Dataset records
┄┄┄┄┄┄┄┄┄┄┄┄┄┄┄┄┄┄┄┄

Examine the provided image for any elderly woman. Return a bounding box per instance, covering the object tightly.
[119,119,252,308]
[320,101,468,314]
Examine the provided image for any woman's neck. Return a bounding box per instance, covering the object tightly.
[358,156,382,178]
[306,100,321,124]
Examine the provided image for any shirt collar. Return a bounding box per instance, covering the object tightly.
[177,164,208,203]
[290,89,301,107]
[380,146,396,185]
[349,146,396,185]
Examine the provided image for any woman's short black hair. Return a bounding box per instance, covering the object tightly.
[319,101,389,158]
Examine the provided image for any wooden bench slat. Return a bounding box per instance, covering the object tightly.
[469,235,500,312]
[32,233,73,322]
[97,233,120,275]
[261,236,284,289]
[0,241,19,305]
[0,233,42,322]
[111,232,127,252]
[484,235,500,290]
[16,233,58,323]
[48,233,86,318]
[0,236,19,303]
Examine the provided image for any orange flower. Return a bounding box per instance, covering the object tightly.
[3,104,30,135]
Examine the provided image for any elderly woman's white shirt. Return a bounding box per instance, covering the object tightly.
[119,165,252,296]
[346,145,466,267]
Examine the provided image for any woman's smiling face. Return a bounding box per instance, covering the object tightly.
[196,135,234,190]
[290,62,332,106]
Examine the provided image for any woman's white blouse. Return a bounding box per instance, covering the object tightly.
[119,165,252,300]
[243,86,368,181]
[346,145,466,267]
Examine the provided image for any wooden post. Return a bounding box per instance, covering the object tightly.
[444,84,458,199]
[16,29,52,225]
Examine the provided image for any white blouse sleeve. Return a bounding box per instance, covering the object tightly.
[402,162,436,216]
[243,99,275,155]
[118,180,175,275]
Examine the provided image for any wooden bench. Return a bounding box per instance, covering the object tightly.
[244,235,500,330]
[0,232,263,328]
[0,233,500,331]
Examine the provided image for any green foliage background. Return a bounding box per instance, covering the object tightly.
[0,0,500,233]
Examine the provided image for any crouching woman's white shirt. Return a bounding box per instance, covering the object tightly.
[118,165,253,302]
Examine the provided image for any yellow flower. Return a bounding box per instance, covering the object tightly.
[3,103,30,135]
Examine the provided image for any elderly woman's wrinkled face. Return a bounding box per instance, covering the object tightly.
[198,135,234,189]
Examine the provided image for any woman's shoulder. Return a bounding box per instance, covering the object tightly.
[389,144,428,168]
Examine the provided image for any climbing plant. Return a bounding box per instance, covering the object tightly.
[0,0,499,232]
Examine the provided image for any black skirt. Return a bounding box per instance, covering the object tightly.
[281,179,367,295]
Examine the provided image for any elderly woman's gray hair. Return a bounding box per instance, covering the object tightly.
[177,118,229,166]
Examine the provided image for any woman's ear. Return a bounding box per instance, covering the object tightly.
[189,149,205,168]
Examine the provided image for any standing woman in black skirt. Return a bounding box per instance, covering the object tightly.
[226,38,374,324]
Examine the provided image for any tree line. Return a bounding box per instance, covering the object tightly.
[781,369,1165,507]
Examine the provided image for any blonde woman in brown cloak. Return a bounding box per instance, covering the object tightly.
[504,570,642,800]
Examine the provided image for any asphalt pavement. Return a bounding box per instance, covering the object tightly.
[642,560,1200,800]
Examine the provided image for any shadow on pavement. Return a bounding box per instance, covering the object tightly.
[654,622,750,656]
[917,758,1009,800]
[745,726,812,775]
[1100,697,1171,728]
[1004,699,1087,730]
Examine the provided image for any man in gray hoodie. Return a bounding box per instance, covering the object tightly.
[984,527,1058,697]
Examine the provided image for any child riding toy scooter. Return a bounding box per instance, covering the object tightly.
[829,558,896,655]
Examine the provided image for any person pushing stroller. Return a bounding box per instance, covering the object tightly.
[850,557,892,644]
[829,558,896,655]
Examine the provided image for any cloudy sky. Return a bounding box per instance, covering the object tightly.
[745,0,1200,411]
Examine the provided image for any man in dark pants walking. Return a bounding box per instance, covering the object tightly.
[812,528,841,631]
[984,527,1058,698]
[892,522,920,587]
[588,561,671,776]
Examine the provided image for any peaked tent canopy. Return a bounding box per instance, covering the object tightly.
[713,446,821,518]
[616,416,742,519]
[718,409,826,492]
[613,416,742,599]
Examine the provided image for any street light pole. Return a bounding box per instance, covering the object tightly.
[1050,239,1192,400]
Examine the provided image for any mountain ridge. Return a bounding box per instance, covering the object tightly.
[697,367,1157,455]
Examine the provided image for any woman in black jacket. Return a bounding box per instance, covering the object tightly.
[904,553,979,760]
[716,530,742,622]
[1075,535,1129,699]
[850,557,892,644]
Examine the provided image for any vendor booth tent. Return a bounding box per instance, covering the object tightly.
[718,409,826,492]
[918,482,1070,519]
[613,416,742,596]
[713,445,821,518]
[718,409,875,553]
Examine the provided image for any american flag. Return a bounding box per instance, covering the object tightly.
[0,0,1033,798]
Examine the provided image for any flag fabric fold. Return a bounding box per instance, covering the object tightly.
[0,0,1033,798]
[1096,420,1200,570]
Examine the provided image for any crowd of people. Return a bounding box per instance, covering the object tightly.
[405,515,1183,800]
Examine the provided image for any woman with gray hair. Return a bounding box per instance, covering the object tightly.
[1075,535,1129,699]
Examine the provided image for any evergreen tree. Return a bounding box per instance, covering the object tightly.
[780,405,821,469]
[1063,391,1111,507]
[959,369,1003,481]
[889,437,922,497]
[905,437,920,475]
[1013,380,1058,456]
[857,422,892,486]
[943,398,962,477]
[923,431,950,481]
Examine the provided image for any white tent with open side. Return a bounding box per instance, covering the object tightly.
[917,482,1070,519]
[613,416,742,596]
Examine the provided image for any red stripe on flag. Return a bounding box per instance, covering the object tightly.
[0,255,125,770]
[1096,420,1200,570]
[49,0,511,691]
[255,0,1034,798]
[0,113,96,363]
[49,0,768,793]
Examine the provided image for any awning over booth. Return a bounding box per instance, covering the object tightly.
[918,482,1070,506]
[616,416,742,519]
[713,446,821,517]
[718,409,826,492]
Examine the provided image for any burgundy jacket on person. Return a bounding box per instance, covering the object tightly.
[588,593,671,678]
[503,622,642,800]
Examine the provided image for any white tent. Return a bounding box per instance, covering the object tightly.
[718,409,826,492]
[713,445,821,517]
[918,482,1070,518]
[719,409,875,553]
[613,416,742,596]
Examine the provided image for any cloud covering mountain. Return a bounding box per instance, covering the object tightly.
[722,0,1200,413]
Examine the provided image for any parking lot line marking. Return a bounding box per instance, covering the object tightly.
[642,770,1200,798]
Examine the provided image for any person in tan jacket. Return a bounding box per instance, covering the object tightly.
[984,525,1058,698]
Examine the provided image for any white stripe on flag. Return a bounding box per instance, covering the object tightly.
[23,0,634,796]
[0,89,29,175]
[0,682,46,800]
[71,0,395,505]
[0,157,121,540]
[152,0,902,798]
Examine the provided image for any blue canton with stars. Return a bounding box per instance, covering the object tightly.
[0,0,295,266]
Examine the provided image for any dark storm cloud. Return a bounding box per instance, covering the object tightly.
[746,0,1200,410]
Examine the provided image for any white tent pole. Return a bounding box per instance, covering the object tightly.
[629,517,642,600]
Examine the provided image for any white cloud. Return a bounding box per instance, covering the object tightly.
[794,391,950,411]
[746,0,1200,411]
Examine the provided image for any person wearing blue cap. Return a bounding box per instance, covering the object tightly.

┄┄┄┄┄┄┄┄┄┄┄┄┄┄┄┄┄┄┄┄

## SET EXERCISE
Rewrite all of the material above, swapping "covering the object tightly" for "fitting the object closely" wherever it occurs and changing nothing else.

## COMPLETE RESPONSE
Examine the provided image for any elderly woman. Return a bounding box per instance, fitting the object closely.
[119,119,252,308]
[320,101,468,314]
Examine the provided image for any woman's neck. Return a bounding box per instance, fitting the object closely.
[358,156,382,178]
[306,100,321,124]
Examine the provided image for any shirt collar. Return a bounding box per instance, fitting the object closely.
[177,164,208,203]
[290,89,301,107]
[380,146,396,185]
[349,146,396,185]
Examine the provided image for any woman's short black hair. Return a bounding box per instance, fitting the object closely.
[319,101,389,158]
Examine the provided image for any wooden bench slat. Return a bounding box per instance, fitting the object closely.
[469,235,500,312]
[32,233,73,322]
[97,233,120,275]
[261,236,284,289]
[0,241,19,305]
[0,233,42,322]
[111,232,127,252]
[484,235,500,290]
[16,233,58,323]
[48,233,86,318]
[0,236,19,303]
Examine the provided image for any orange flower. Return a bounding box per instance, fitting the object closely.
[3,104,30,135]
Examine the provided image for any elderly woman's white shirt. Return a bounding box per instance, fitting the object closely.
[119,165,252,296]
[346,145,466,267]
Examine the provided image for any woman's smiling face. Return a bounding box per instance, fitting the object closely.
[196,135,234,190]
[290,62,332,106]
Examine the provided image for any woman's white blouse. Return a bounding box per instance, fitting the object closely.
[119,165,252,300]
[243,86,368,181]
[346,145,466,267]
Examine the provided image for any wooden post. Return a bounding box per instance, fitting the object closely.
[444,84,458,199]
[16,29,52,225]
Examine the provided image for any white blouse sleeve. Return a bounding box per instance, fitting the object closely.
[402,162,436,216]
[243,99,275,155]
[118,180,175,275]
Examine the provided image for any wooden bench. Return a bounding box per instance, fitting the object closely.
[244,235,500,330]
[0,232,263,328]
[0,233,500,331]
Examine the provided image for any green foliage background. Return a bounding box per instance, fitting the object closely.
[0,0,500,233]
Examine the provided image for any crouching woman's white shirt. Return a bounding box per instance, fitting the object closely.
[118,165,253,302]
Examine the provided image for any yellow flower. Return a bounding box per instance, fitting the object closely.
[3,103,30,135]
Examine the provided image for any elderly woman's wrinkled face. Return a bounding box per instance, fitting the object closely.
[198,135,234,189]
Examine the provided image for any woman's shoulder. Return a bounding box per instance, fitting the object closely.
[389,144,428,168]
Examine the provided image for any climbing plant. Return a bounding box per instance, fitting the object closely.
[0,0,499,232]
Examine the provided image for any black skirt. Return a bounding box per instance, fitting the object closely.
[281,179,367,295]
Examine the provided image for any elderly woman's gray hair. Return a bounding box per instance, fitting the object closely.
[177,118,229,166]
Examine the provided image for any woman's ear. Return a bounding box per instance, fitting the object closely.
[189,149,205,168]
Examine the provided image for any standing woman in black skirt. Return a bounding box per instance, fitting the object closely.
[226,38,374,324]
Examine the provided image for any tree line. Return a bounding box per instance, fitting the object closely.
[781,369,1165,507]
Examine the provided image for any blonde woman in brown cloak. Return a bounding box per instance, fitting the object closely.
[504,570,642,800]
Examine the provided image for any asphalt pavement. Return a bounding box per instance, fitting the object closely.
[642,560,1200,800]
Examine the provided image for any shadow on pavement. Return a bounding box per instance, fitting the object closely.
[654,622,750,656]
[917,758,1009,800]
[745,726,812,775]
[1100,697,1171,728]
[1004,699,1087,730]
Examine the provided image for any man in gray hoodie. Return a bounding box per instance, fitting the object closely.
[984,527,1058,697]
Examine the provided image for any child riding toy scooter. Return a bounding box per instance, fitting the object closely.
[829,558,896,655]
Examine the provided image for any person pushing stroller. Return a bounding box per instance, fitting the object closely.
[850,557,892,644]
[829,558,896,655]
Examine the provided image for any cloudy sky. Return a bounding box per instance, fitting the object closely.
[745,0,1200,411]
Examine the provided image for any man in dark pants walking. Return a bounding box per instance, fitting the object closely.
[812,528,841,631]
[984,527,1058,698]
[892,522,920,587]
[588,561,671,776]
Examine the provided image for any peaked tent canopy. Return a bounding box per instance, fitting the object closely.
[713,446,821,518]
[616,416,742,519]
[718,409,826,492]
[613,416,742,599]
Examine the provided image for any street light pole. Return a bounding box per instance, fitting the object closely.
[1050,239,1192,400]
Examine the provided image for any mountain ridge. Return a bounding box per instance, fitting the object closely.
[697,367,1157,455]
Examine the provided image for any woman in black jacket. Return a bounding box per instance, fitting the object closely.
[904,553,979,760]
[716,530,742,622]
[1075,535,1129,699]
[850,557,892,644]
Examine the provided image for any vendor booth tent. Return a bounding box per instance, fitting the object closely.
[718,409,826,492]
[918,482,1070,519]
[613,416,742,596]
[713,445,821,518]
[718,409,875,553]
Examine the provided image for any american flag. Return a bounding box per instance, fitting the object closely.
[0,0,1033,798]
Examine the provided image for any flag fabric fold. Return a bounding box per instance, fitting the object closely.
[0,0,1033,798]
[1096,420,1200,570]
Examine the provided image for any crowd of people. Return a bounding box per instance, fitting the object closely.
[405,515,1183,800]
Examine the provided image for any woman with gray hair. Return a bounding box per instance, fitting the object closely.
[1075,535,1129,699]
Examine the provided image for any evergreen tree. Return a bounding box per instance, fitting the object closely.
[780,405,821,469]
[1063,391,1111,507]
[959,369,1003,481]
[889,437,922,497]
[905,437,920,475]
[1013,380,1058,456]
[857,422,892,486]
[943,398,962,477]
[923,431,950,481]
Examine the provided image for any white tent with open side. Return a bounding box per instance, fitting the object closely.
[917,482,1070,519]
[613,416,742,596]
Examine the provided image for any red stripe on flag. Return a bounding box per instance, fitting the object closely.
[0,255,125,770]
[1096,420,1200,570]
[49,0,511,691]
[255,0,1034,798]
[0,113,96,363]
[49,0,768,793]
Examine the provided image for any awning over booth. Return a bounding box per instance, fitting the object closely.
[918,482,1070,506]
[616,416,742,519]
[713,446,821,517]
[718,409,826,492]
Examine the provided image for any burgundy jacket on person. Return a bounding box per instance, fitting the object closely.
[588,593,671,678]
[503,622,642,800]
Examine the provided image for any white tent. Return a bounding box per instance, fitting the object closely.
[718,409,826,492]
[713,445,821,517]
[918,482,1070,518]
[719,409,875,553]
[613,416,742,596]
Examine the provided image for any cloud covering mountain. Return a bounding box per instance, fitting the object closely.
[722,0,1200,413]
Examine the provided image for any parking lot line marking. Return a bounding box per instance, fitting the object closely.
[642,770,1200,798]
Examine the provided image for any person in tan jacket. Return a bounding box per instance, fitting the object closely.
[984,525,1058,698]
Examine the provided image for any white stripe on flag. Return a bounding box per instance, fitting the object closely.
[23,0,634,796]
[0,89,29,175]
[0,682,46,800]
[71,0,395,505]
[0,157,121,540]
[152,0,902,798]
Examine the provided image for any blue canton with stars. Return a bounding box per instance, fitting the object closely.
[0,0,295,266]
Examine the provided image for any dark storm cloud. Return a bounding box per instance, fitting the object closely.
[746,0,1200,410]
Examine the provided image for any white tent pole. Return a bounding box per instance, fitting the object closely.
[629,517,642,600]
Examine the provided image for any white cloud. Return a bounding box per instance, fitting the object closely.
[794,391,950,411]
[746,0,1200,411]
Examine the provided image for any person wearing blue cap. Return a bounding box per instance, fitting the object closely.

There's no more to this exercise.